MATERIAL TO PROCESS:
——————————

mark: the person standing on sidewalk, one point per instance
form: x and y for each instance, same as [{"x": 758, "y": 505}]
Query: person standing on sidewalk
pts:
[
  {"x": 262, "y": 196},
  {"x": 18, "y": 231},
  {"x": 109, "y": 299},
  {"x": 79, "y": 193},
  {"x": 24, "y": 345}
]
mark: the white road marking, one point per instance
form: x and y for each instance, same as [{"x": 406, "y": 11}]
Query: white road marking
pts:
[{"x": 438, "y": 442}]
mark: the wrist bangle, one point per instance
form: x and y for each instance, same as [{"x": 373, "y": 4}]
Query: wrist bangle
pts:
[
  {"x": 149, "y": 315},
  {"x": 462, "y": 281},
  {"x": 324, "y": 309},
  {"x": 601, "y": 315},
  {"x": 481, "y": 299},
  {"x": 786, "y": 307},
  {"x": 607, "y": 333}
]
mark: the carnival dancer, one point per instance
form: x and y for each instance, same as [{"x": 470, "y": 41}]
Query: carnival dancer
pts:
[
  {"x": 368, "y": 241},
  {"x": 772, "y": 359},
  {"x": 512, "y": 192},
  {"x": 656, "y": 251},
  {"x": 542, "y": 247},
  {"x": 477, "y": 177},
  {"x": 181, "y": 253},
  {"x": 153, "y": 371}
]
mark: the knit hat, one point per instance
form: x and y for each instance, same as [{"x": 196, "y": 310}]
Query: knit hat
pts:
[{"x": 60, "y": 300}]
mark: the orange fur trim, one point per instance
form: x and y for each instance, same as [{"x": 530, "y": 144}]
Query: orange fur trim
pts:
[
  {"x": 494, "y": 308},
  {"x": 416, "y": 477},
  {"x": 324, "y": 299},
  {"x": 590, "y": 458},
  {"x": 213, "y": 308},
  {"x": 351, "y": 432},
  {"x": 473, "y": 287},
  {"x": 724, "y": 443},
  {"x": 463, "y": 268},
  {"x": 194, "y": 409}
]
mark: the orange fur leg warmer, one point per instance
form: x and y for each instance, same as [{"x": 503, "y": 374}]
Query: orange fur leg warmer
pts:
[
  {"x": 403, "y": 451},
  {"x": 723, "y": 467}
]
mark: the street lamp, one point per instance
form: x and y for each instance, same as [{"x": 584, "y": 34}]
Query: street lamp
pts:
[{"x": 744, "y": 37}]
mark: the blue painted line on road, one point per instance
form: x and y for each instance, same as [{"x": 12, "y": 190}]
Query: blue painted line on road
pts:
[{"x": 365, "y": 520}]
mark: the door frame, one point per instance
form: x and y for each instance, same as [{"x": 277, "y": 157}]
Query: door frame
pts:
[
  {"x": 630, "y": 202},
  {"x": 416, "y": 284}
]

——————————

TASK PROMPT: All of the material is to be retyped verbatim.

SOLUTION FOR THIS TASK:
mark: the person standing on sidewalk, one point per instance
form: x and y for each instance, same as [{"x": 758, "y": 505}]
Query: person standing on sidewalk
pts:
[
  {"x": 262, "y": 196},
  {"x": 18, "y": 231},
  {"x": 109, "y": 299},
  {"x": 79, "y": 193},
  {"x": 24, "y": 345}
]
mark: the white road marking, one point per instance
form: x and y for each instance, same as [{"x": 406, "y": 11}]
Query: white road marking
pts:
[{"x": 438, "y": 442}]
mark: the wrist bangle, one point per instance
form: x and y for each instance, same as [{"x": 373, "y": 4}]
Query: wrist bangle
pts:
[
  {"x": 149, "y": 315},
  {"x": 462, "y": 281},
  {"x": 324, "y": 309},
  {"x": 601, "y": 315},
  {"x": 481, "y": 299},
  {"x": 786, "y": 307},
  {"x": 607, "y": 333}
]
mark: the carnival dancer, one point per instance
form: x and y for each instance, same as [{"x": 470, "y": 41}]
Query: carnival dancer
pts:
[
  {"x": 368, "y": 241},
  {"x": 772, "y": 359},
  {"x": 512, "y": 192},
  {"x": 656, "y": 251},
  {"x": 542, "y": 247},
  {"x": 477, "y": 177},
  {"x": 181, "y": 253},
  {"x": 153, "y": 371}
]
mark: the knit hat, one point per instance
form: x and y for each instance, same as [{"x": 196, "y": 310}]
Query: knit hat
pts:
[{"x": 60, "y": 300}]
mark: the orange fur trim, one point per instance
form: x and y for each instance, same as [{"x": 530, "y": 144}]
Query: orange fur trim
pts:
[
  {"x": 494, "y": 308},
  {"x": 416, "y": 477},
  {"x": 324, "y": 299},
  {"x": 590, "y": 458},
  {"x": 213, "y": 308},
  {"x": 351, "y": 432},
  {"x": 473, "y": 287},
  {"x": 724, "y": 443},
  {"x": 463, "y": 268},
  {"x": 194, "y": 409}
]
mark: the orange fur leg warmer, one point per instance
form: x and y for each instance, same as [{"x": 503, "y": 374}]
Query: orange fur leg warmer
pts:
[
  {"x": 403, "y": 451},
  {"x": 723, "y": 467}
]
mark: the street lamp, one point per instance
form: x and y for each instance, same as [{"x": 584, "y": 34}]
Query: street lamp
pts:
[{"x": 744, "y": 37}]
mark: the blue painted line on road, one point per instance
form: x and y for each instance, same as [{"x": 12, "y": 190}]
Query: blue painted line on road
pts:
[{"x": 365, "y": 520}]
mark: the door frame, one point per instance
form: x and y for each instance, same as [{"x": 277, "y": 157}]
Query: door frame
pts:
[
  {"x": 630, "y": 202},
  {"x": 416, "y": 284}
]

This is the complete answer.